▶ Your task:
Count the lines in the material below that contain the string "instance", treating uppercase and lowercase as different.

Stored items:
☆ ☆ ☆ ☆ ☆ ☆ ☆
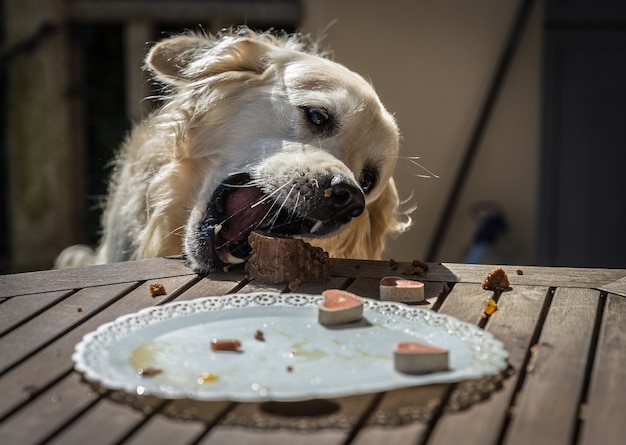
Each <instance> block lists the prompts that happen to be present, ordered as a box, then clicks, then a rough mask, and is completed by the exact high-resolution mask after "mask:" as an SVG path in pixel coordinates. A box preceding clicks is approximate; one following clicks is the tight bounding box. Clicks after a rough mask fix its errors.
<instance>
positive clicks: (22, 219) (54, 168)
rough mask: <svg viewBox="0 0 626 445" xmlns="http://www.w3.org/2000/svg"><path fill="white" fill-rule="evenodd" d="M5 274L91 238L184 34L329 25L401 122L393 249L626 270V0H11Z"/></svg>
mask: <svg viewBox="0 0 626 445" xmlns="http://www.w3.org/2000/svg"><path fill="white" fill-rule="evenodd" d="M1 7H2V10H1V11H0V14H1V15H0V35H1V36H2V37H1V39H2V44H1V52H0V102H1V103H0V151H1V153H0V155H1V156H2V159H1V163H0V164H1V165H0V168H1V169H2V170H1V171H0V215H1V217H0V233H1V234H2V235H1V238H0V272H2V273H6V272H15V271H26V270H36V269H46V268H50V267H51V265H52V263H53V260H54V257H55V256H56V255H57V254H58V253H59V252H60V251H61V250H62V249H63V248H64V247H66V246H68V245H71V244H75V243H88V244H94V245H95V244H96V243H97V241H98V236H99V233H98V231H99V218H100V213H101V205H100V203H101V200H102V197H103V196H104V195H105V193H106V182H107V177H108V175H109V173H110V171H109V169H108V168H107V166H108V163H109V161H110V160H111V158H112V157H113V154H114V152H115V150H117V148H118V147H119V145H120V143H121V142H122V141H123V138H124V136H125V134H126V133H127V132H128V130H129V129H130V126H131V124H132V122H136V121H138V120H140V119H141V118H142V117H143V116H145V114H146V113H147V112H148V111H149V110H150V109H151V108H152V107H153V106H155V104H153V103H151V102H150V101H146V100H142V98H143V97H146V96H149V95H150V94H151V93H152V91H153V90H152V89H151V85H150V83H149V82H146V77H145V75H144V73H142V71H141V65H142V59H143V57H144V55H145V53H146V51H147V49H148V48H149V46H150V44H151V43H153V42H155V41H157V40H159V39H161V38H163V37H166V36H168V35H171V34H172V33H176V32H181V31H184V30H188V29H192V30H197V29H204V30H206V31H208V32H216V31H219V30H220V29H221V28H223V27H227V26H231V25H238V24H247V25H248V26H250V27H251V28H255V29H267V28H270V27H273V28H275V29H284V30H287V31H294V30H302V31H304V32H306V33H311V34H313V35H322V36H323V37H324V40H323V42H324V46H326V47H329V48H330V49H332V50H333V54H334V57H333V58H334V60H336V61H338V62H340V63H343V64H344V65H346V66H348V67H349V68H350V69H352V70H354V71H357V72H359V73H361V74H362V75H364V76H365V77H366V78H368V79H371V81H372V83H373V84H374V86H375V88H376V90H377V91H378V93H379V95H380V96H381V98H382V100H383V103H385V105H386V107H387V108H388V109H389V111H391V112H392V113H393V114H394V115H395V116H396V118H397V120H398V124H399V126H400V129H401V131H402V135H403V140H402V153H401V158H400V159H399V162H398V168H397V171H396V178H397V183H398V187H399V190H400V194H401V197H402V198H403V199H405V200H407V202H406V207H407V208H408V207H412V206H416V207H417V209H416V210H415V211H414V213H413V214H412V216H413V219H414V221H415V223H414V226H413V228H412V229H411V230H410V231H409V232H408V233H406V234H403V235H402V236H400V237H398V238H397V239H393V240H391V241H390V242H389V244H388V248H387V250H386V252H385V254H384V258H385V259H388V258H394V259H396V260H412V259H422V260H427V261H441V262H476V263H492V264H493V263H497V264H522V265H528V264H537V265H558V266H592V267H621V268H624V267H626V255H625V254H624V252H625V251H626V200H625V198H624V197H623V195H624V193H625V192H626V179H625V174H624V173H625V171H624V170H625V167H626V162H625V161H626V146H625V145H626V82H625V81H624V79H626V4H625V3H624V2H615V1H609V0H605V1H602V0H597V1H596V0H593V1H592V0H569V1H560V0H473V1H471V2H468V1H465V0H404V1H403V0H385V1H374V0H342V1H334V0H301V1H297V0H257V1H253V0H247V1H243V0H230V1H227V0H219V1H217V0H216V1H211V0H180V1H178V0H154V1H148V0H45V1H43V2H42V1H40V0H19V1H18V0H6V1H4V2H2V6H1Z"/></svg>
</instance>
☆ ☆ ☆ ☆ ☆ ☆ ☆
▶ Exercise solution:
3